Transcribe exactly the lines from the one holding "give the outline of every instance of the <item>scattered" to the end of the data below, including both of those lines and no others.

◆ Data provided
[START]

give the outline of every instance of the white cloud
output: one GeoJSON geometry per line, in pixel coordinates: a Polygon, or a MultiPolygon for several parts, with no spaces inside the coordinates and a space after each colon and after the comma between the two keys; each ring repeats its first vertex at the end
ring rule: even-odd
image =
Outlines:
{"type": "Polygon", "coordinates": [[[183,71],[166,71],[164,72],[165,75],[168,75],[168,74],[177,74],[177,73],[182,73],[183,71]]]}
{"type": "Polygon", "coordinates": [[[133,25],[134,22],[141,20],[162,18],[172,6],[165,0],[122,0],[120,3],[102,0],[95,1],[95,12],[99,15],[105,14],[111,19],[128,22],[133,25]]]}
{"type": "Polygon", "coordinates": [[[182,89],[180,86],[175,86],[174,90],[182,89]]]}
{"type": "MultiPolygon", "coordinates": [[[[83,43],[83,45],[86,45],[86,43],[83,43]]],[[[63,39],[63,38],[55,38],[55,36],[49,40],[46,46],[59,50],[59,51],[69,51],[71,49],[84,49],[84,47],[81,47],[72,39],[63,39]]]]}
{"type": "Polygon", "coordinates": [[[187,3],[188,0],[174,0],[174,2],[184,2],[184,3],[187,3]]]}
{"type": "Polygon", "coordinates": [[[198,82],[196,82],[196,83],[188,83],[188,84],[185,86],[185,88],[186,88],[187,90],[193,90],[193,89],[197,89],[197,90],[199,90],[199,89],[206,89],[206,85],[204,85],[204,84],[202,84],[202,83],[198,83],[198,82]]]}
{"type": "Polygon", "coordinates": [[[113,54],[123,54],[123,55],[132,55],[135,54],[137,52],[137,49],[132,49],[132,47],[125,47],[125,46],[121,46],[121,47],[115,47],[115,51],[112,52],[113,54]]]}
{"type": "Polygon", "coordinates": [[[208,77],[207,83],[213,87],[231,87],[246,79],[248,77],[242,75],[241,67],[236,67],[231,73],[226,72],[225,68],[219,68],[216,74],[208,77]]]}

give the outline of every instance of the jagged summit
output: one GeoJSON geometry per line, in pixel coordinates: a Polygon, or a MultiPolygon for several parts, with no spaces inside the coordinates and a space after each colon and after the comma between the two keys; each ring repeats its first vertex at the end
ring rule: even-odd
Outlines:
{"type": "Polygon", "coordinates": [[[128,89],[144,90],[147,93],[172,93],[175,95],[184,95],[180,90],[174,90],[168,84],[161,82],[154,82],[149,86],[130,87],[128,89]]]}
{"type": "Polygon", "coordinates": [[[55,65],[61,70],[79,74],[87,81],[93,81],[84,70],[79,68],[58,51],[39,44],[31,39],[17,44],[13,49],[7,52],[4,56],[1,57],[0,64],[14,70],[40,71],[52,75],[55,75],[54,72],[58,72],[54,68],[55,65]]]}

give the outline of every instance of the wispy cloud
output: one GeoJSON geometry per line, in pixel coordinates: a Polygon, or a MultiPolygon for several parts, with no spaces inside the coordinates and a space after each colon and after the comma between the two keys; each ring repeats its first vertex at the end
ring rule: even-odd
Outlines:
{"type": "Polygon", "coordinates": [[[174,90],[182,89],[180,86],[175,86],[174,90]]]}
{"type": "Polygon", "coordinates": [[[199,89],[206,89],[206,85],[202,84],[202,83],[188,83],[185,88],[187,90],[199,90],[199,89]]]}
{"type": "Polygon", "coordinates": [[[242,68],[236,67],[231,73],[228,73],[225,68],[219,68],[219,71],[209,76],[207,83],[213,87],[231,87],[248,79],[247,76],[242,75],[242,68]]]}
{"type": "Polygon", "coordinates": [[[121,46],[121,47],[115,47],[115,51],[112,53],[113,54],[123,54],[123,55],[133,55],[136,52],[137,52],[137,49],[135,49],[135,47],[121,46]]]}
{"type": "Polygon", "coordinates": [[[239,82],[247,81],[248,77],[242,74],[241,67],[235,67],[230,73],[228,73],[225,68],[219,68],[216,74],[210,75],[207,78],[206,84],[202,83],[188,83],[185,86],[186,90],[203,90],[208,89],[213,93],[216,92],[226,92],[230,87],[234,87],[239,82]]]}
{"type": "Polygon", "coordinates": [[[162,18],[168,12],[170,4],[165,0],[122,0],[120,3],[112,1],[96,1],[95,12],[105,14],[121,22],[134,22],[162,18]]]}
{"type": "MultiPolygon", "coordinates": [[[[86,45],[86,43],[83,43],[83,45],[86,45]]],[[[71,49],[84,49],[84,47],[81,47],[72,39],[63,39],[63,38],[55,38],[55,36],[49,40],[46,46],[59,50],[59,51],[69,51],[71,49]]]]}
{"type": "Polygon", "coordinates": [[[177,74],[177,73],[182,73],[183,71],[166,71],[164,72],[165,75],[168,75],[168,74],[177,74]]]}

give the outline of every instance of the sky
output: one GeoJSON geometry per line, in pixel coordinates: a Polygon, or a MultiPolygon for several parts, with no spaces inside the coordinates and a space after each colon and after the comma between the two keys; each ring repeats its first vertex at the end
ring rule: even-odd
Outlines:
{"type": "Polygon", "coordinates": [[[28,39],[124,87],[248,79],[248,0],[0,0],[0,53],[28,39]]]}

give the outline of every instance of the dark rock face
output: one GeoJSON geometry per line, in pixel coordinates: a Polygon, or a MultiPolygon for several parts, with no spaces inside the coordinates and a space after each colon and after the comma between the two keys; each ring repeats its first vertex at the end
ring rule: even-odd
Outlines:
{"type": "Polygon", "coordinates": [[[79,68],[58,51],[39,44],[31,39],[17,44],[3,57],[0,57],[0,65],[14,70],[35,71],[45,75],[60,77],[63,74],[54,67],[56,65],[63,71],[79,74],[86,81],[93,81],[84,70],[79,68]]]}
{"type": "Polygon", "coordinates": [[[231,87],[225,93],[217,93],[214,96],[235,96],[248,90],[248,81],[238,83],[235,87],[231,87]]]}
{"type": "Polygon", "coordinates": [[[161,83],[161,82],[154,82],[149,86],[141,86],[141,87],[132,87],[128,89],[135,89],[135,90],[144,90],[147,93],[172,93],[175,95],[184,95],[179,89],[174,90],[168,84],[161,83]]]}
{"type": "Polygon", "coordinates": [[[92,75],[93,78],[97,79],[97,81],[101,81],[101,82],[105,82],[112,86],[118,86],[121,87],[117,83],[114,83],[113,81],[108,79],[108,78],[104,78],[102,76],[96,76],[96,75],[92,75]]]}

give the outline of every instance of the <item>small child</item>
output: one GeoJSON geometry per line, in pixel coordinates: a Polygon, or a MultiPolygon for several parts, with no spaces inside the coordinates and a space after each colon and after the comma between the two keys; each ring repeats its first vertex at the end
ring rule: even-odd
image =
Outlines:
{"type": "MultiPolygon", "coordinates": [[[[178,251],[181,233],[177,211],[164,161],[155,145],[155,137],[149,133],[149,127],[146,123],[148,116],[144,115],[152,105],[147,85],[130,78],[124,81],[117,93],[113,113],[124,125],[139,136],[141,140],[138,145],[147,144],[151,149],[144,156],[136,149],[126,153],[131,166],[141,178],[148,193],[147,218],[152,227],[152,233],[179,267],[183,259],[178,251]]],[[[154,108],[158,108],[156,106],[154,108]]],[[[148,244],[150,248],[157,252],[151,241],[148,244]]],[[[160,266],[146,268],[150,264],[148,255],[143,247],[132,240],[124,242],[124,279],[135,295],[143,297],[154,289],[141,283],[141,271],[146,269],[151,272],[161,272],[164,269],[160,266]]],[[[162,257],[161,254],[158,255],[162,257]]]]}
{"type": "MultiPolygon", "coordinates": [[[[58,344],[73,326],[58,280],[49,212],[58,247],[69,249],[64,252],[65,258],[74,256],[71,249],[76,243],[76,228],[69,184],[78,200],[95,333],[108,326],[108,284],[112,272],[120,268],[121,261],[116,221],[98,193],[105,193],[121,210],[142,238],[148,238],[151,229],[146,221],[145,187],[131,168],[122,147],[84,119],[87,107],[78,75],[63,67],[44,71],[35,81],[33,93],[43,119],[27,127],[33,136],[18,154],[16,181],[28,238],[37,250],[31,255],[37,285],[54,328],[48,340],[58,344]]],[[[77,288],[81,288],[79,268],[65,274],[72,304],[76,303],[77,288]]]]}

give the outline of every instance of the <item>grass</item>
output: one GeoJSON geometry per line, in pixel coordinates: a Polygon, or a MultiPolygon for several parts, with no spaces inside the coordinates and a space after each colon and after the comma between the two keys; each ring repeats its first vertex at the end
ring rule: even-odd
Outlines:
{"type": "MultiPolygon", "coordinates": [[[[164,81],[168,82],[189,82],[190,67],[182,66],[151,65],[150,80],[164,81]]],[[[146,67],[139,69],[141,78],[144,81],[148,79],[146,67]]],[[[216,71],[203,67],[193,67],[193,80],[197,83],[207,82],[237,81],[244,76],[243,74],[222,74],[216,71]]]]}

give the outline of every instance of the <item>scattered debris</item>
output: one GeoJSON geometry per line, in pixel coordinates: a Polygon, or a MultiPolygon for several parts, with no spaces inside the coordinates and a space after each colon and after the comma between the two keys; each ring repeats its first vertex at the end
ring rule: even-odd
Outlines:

[END]

◆ Output for this task
give the outline of every instance of the <item>scattered debris</item>
output: one GeoJSON geometry per line, in pixel coordinates: a Polygon, or a MultiPolygon for several parts, with no spaces inside the coordinates and a space after each colon and after the comma between the two keys; each ring repeats its first vertex at the end
ring rule: even-odd
Outlines:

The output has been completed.